[Objective]:
Pick up the transcript of the AMD Hammer presentation where it stops and keep it going.

[Selection]:
_____

InfoSatellite.com - Inside the AMD Hammer microprocessor

InfoSatellite.com / News

Inside the AMD Hammer microprocessor

By Ana Letícia Sigvartsen
InfoSatellite.com
October 22, 2001

 


AMD's new Hammer processor is expected to be the world's fastest 32-bits processor and make serious competition to Intel's Itanium. Unlike other 64-bit microprocessor architectures, “Hammer”´s is specifically designed to allow migration from 32-bit to 64-bit code while providing performance for both. AMD's Vice-President and Chief Technical Officer Fred Weber held a presentation of the upcoming Hammer processors at Microprocessor Forum where he revealed several details concerning the Hammer-series. Here you can see a transcript of Weber´s presentation.

AMD’s Next Generation Microprocessor Architecture

Fred Weber
October 2001

"Hammer" Goals

  • Build a next-generation system architecture which serves as the foundation for future processor platforms.
  • Enable a full line of server and workstation products
    – Leading edge x86 (32-bit) performance and compatibility
    – Native 64-bit support
    – Establish x86-64 Instruction Set Architecture
    – Extensive Multiprocessor support
    – RAS features
  • Provide top-to-bottom desktop and mobile processors

Agenda

 

x86-64 Technology

Why 64-Bit Computing?

  • Required for large memory programs
    – Large databases
    – Scientific and Engineering Problems
    • Designing CPUs
  • But,
    – Limited Demand for Applications which require 64 bits
    • Most applications can remain 32-bit x86 instructions, if
    the processor continues to deliver leading edge x86
    performance
  • And,
    – Software is a huge investment (tool chains, applications, certifications)

_____

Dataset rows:
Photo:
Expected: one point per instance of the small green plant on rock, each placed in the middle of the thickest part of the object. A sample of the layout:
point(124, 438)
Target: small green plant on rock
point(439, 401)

_____

[Right answer]:
    – Instruction set is first and foremost a vehicle for compatibility
    • Binary compatibility
    • Interpreter/JIT support is increasingly important

x86-64 Instruction Set Architecture

  • x86-64 mode built on x86
    – Similar to the previous extension from 16-bit to 32-bit
    – Vast majority of opcodes and features unchanged
    – Integer/Address register files and datapaths are native 64-bit
    – 48-Bit Virtual Address Space, 40-Bit Physical Address Space
  • Enhancements
    – Add 8 new integer registers
    – Add PC relative addressing
    – Add full support for SSE/SSEII based Floating Point Application Binary Interface (ABI)
    • including 16 registers
    – Additional Registers and Data Size added through reclaim of one byte increment/decrement opcodes (0x40-0x4F) for use as a single optional prefix
  • Public specification
    www.x86-64.org

 

 

X86-64 Code Generation and Quality

  • Compiler and Tool Chain is a straight forward port
  • Instruction set is designed to offer all the advantages of CISC and RISC
    – Code density of CISC
    – Register usage and ABI models of RISC
    – Enables easy application of standard compiler optimizations
  • SpecInt2000 Code Generation (compared to 32 bit x86)
    – Code size grows <10%
    • Due mostly to instruction prefixes
    – Static Instruction Count SHRINKS by 10%
    – Dynamic Instruction Count SHRINKS by at least 5%
    – Dynamic Load/Store Count SHRINKS by 20%
    – All without any specific code optimizations

x86-64 Summary

  • Processor is fully x86 capable
    – Full native performance with 32-bit applications and OS
    – Full compatibility (BIOS, OS, Drivers)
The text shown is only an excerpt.